**Assigned task**
Rewrite the passage of the text on Reels from "At the same" up to and including "walk/garden/forest/water (look, imagine)", changing "website" to "site".

**Reading text**
--------------------

Reels
Filmmaking remixes “natural” time sequences and locations to create memorable stories: Pragmatic concerns disrupt narrative chronology as a film’s scenes are shot to accommodate actors’ schedules or budgetary constraints. Settings’ interiors come detached from their exteriors, and locations distant from each other are juxtaposed for narrative effect.
Inspired by filmmaking’s creative rearrangement of time and space, these Reels utilize drawings, paintings, or photographs to create new stories. Each was constructed using the constraints of Instagram, where they are shared. Length, proportions, and sound are based on IG’s parameters.
Embodied Energy Embedded Memories
Embodied energy refers to all the energy it takes to make a building: mining, harvesting, fabricating, transporting, assembling, maintaining, and all the CO2 produced in the process. That C02 is already contributing to climate change.
At the same time, memories are embedded in places as we live our lives.
This video incorporates images, stories, and research developed collaboratively with hundreds of people across Gainesville in recent years and collected on a website, https://www.gainesvilleneighborhoodsunited.org . Screenshots from that website were used to create this video.
Four Medicines: walk/garden/forest/water (look, imagine)
I once dreamt I met a white bear. He was wearing a medicine pouch around his neck and eating the “stuffing” contained in the pouch. I understood this to be his medicines. I woke wondering what my “medicines” might be. After much reflection, I determined I have four: walking, being in gardens, forests, and around or in water. To challenge myself to find my “four medicines” locally I created a fortune-teller, a simple chance-generating device from my childhood.
Following my Fortune Teller’s prompt, “Walk along Highway 441 to make a point” I walked with a friend one mile northwest, then back, along a busy regional highway. I took timed photos every five minutes, as well as photos recording places that held the promise. I thought my performance would “make a point” to passing drivers, who would observe how challenging it is to walk along a busy highway. Instead, I learned that gardens, forests, and water were there, waiting for me to discover them. From my photos I created before/after gouaches, from which I created a Reel.
In towns and cities throughout the American south, African- American neighborhoods have grown as distinct enclaves within larger urban areas. A particular range of colors, architectural elements, elaborate front yards and symbolic displays are consistent within and between African American neighborhoods, but nonexistent in other areas. The Fifth Avenue/Pleasant Street neighborhood in Gainesville, Florida is an exceptional example of this communal urban performance. This video presents a small sampling of these strategies in call-response form, some handed down through the many generations of the African diaspora, set in the context of what art historian Grey Gundaker calls “dressed yards.” The streets and their dressed yards create the community’s commons.

--------------------

**Stored data entries**
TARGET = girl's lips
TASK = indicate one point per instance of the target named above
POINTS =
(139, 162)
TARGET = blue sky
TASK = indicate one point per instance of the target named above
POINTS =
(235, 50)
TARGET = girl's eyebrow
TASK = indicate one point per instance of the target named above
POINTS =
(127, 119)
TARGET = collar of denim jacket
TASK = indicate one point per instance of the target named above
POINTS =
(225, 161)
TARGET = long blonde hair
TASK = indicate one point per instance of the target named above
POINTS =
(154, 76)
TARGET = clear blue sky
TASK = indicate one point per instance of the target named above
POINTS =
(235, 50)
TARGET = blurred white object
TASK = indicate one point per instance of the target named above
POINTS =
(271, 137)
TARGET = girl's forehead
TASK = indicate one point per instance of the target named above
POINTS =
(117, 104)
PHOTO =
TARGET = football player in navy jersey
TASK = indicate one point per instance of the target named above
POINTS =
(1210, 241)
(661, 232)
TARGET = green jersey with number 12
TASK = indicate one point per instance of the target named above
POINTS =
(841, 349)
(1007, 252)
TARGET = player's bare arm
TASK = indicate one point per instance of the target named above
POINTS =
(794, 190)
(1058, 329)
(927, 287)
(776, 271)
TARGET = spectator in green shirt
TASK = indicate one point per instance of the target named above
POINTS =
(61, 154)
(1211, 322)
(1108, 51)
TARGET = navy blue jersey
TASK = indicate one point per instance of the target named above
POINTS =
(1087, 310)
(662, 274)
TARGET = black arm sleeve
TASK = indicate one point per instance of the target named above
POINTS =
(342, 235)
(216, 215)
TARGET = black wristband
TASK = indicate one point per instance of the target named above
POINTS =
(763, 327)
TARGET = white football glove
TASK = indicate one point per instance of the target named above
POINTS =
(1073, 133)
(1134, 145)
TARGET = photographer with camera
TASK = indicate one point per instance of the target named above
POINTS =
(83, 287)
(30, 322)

--------------------

**Result**
At the same time, memories are embedded in places as we live our lives.
This video incorporates images, stories, and research developed collaboratively with hundreds of people across Gainesville in recent years and collected on a site, https://www.gainesvilleneighborhoodsunited.org . Screenshots from that site were used to create this video.
Four Medicines: walk/garden/forest/water (look, imagine)